Stored data entries:
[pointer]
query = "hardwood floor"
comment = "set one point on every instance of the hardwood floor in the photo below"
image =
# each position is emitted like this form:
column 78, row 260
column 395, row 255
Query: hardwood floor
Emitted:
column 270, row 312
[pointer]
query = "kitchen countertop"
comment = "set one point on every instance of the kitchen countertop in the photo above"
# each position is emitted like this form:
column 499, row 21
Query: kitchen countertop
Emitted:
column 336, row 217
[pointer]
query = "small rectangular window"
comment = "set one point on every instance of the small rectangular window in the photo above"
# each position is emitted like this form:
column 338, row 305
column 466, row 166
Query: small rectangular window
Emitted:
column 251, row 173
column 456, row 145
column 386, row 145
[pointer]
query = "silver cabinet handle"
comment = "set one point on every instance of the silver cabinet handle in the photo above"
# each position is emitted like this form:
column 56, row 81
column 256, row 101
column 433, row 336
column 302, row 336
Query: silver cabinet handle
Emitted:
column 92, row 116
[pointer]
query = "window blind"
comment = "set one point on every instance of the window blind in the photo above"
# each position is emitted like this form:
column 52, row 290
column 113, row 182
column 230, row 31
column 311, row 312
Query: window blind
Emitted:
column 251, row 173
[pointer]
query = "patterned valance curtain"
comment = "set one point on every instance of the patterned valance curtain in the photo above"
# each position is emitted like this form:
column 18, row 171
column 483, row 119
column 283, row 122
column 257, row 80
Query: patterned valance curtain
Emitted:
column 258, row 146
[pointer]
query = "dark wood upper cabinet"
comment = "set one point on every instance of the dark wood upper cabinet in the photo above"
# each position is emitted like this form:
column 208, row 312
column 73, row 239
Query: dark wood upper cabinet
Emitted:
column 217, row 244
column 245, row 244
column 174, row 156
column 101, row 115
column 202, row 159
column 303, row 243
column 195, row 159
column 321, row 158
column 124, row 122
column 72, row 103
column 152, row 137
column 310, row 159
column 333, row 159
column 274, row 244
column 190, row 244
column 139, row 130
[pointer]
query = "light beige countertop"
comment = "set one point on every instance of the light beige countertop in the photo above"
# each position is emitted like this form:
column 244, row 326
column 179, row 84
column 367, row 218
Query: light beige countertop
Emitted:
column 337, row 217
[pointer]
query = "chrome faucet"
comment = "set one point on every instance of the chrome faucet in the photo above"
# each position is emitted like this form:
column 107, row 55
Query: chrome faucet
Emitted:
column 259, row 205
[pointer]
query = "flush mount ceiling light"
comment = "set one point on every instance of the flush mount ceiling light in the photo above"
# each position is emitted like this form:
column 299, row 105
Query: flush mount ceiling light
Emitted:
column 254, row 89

Brief: All that is wanted is a faithful reproduction of the line above with "of the small", the line with "Query: dark wood upper cabinet", and every line in between.

Answer to the exercise:
comment = "set one point on every instance of the small rectangular window in the photo above"
# each position is emitted like this form:
column 338, row 305
column 466, row 166
Query: small rectangular window
Emitted:
column 251, row 173
column 456, row 145
column 386, row 145
[pointer]
query = "silver cabinet handle"
comment = "set one point on every instance of the silver cabinet handle in the photo above"
# each position is emitted like this form:
column 56, row 81
column 256, row 101
column 433, row 336
column 302, row 336
Query: silver cabinet handle
Emitted:
column 92, row 116
[pointer]
query = "window blind"
comment = "set one point on every instance of the window blind in the photo above"
# each position is emitted like this form:
column 52, row 290
column 113, row 182
column 230, row 31
column 311, row 312
Query: window blind
Emitted:
column 251, row 173
[pointer]
query = "patterned valance curtain"
comment = "set one point on every instance of the patterned valance curtain in the photo above"
# each position is emitted like this form:
column 18, row 171
column 483, row 119
column 283, row 122
column 257, row 80
Query: patterned valance curtain
Emitted:
column 258, row 146
[pointer]
query = "dark wood upper cabinet"
comment = "set one point on every instance of the dark wood upper cabinet in the photo above"
# each position is emitted like this form:
column 208, row 312
column 73, row 239
Query: dark wood upper cabinet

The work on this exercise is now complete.